··· Source data
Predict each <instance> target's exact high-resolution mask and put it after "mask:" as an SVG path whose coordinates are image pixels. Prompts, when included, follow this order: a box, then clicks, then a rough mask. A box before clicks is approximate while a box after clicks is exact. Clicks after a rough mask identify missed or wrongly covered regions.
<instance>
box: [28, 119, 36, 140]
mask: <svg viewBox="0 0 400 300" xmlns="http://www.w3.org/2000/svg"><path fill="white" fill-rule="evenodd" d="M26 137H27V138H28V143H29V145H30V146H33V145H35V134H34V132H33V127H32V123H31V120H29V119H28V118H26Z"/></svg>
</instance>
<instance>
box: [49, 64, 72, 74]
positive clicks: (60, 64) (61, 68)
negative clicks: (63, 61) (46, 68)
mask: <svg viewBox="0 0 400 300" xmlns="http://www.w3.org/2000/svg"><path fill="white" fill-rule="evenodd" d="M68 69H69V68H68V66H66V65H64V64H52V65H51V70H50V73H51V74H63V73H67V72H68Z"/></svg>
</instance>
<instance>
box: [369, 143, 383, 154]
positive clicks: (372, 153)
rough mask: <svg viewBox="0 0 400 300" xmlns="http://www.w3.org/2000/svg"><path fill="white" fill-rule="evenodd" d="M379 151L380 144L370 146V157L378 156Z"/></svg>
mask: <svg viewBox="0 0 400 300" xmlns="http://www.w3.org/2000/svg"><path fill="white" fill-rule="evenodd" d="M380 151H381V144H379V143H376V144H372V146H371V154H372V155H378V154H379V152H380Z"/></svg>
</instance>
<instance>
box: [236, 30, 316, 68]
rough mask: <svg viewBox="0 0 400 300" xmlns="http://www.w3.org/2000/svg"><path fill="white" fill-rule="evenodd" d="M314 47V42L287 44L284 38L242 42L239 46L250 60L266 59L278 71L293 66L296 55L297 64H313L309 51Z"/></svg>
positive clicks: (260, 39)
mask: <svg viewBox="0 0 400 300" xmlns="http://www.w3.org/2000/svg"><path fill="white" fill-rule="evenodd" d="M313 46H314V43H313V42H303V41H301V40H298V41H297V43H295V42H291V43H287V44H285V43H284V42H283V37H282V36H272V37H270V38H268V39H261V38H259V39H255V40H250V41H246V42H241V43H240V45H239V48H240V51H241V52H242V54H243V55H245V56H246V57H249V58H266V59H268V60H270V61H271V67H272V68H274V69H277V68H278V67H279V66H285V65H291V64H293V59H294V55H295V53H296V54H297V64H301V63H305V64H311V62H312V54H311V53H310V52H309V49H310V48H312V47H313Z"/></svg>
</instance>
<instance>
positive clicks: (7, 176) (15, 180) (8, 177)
······
Problem details: Transcribe, exactly and completely, all of the entries.

Response area:
Predict each <instance> target's exact high-resolution mask and put it after "mask:" as an SVG path whose coordinates are image pixels. Prompts, when included, follow this order: a box, then clicks, then a rough mask. A box before clicks is approximate while a box after clicks is exact. Clicks after a rough mask identify missed or wrongly covered regions.
<instance>
box: [28, 119, 36, 140]
mask: <svg viewBox="0 0 400 300" xmlns="http://www.w3.org/2000/svg"><path fill="white" fill-rule="evenodd" d="M26 137H27V138H28V143H29V145H30V146H33V145H35V134H34V132H33V127H32V123H31V120H29V119H28V118H26Z"/></svg>
</instance>
<instance>
box: [49, 64, 72, 74]
positive clicks: (60, 64) (61, 68)
negative clicks: (63, 61) (46, 68)
mask: <svg viewBox="0 0 400 300" xmlns="http://www.w3.org/2000/svg"><path fill="white" fill-rule="evenodd" d="M68 69H69V68H68V66H66V65H64V64H52V65H51V70H50V73H51V74H63V73H67V72H68Z"/></svg>
</instance>
<instance>
box: [369, 143, 383, 154]
positive clicks: (372, 153)
rough mask: <svg viewBox="0 0 400 300" xmlns="http://www.w3.org/2000/svg"><path fill="white" fill-rule="evenodd" d="M379 151L380 144L370 146V157L378 156Z"/></svg>
mask: <svg viewBox="0 0 400 300" xmlns="http://www.w3.org/2000/svg"><path fill="white" fill-rule="evenodd" d="M380 151H381V144H379V143H376V144H372V146H371V154H372V155H378V154H379V152H380Z"/></svg>
</instance>
<instance>
box: [236, 30, 316, 68]
rough mask: <svg viewBox="0 0 400 300" xmlns="http://www.w3.org/2000/svg"><path fill="white" fill-rule="evenodd" d="M314 47V42L287 44L284 38L242 42L239 46L250 60L266 59L278 71L293 66L296 55L297 64H313L309 51Z"/></svg>
positive clicks: (260, 39)
mask: <svg viewBox="0 0 400 300" xmlns="http://www.w3.org/2000/svg"><path fill="white" fill-rule="evenodd" d="M313 46H314V43H313V42H303V41H301V40H298V41H297V43H295V42H291V43H287V44H285V43H284V42H283V37H282V36H272V37H270V38H268V39H261V38H259V39H255V40H250V41H246V42H241V43H240V45H239V48H240V51H241V52H242V54H243V55H245V56H246V57H249V58H266V59H268V60H270V61H271V67H272V68H274V69H277V68H278V67H279V66H285V65H291V64H293V59H294V55H295V53H296V54H297V64H301V63H305V64H311V62H312V54H311V53H310V52H309V49H310V48H312V47H313Z"/></svg>
</instance>
<instance>
positive clicks: (7, 176) (15, 180) (8, 177)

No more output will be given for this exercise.